Work instructions.
Rewrite the data from its first line through the line with "box: [58, 128, 75, 178]", putting "pixel-exact" in place of "pixel-accurate" and changing nothing else.
....................
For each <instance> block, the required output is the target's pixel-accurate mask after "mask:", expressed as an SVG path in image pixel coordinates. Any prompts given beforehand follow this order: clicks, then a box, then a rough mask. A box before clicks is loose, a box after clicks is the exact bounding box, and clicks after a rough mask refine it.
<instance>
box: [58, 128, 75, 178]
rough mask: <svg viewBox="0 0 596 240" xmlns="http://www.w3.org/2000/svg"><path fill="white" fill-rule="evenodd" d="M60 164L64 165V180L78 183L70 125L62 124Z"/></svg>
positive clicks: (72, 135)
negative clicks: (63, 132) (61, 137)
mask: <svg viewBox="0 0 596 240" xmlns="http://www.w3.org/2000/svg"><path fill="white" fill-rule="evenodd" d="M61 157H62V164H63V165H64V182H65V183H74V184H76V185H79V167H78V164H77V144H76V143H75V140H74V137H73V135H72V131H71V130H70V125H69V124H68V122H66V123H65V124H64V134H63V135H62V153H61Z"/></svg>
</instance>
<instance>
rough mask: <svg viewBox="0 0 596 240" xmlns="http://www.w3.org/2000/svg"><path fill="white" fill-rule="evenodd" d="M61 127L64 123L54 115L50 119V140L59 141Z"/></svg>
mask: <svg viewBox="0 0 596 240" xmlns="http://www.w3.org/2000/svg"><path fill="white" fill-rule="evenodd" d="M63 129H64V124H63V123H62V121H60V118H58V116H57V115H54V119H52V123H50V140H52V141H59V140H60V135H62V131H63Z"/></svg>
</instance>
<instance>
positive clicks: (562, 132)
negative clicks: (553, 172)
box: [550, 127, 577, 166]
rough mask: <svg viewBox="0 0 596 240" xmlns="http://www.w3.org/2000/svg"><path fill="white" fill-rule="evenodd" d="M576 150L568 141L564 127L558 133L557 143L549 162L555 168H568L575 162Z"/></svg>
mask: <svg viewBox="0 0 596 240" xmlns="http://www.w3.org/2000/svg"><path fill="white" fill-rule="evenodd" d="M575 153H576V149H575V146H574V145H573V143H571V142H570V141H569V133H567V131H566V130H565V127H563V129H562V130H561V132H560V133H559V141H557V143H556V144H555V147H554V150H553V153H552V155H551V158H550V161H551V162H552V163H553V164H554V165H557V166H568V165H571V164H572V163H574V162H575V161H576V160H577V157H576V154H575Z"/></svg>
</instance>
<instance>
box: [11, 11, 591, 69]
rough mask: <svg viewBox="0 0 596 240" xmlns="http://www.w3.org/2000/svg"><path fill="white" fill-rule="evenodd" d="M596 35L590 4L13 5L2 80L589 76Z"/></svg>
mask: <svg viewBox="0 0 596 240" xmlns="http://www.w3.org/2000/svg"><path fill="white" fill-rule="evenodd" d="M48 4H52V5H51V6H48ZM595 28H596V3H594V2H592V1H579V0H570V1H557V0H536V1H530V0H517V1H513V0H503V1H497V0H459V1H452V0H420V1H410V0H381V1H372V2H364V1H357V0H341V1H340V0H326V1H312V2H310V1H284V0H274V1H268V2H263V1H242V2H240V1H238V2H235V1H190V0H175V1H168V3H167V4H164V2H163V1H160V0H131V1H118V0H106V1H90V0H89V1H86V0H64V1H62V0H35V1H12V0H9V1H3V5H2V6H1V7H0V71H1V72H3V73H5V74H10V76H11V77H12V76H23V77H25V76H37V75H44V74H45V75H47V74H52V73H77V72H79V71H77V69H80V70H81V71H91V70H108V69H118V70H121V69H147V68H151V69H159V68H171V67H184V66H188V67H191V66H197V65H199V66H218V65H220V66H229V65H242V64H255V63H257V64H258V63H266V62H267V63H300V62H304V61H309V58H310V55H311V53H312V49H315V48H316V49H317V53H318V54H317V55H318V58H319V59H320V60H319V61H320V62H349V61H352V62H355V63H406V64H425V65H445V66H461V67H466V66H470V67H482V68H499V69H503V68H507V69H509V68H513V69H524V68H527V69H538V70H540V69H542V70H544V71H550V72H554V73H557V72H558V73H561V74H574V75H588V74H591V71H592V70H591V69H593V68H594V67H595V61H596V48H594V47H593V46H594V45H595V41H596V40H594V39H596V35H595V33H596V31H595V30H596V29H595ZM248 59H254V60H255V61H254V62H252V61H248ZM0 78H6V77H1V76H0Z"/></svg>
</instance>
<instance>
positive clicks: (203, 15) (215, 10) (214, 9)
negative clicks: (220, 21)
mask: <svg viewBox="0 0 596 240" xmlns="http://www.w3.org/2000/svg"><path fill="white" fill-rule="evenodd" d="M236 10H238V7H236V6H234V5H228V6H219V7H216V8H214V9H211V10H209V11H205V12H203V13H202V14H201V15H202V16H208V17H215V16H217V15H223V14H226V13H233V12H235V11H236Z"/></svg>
....................
Reply.
For each <instance> block, the required output is the target's pixel-exact mask after "mask:", expressed as an SVG path in image pixel coordinates. Any prompts given beforehand follow this order: clicks, then a box, then a rough mask. A box before clicks is loose, a box after clicks is the exact bounding box, and clicks after a rough mask refine it.
<instance>
box: [58, 128, 75, 178]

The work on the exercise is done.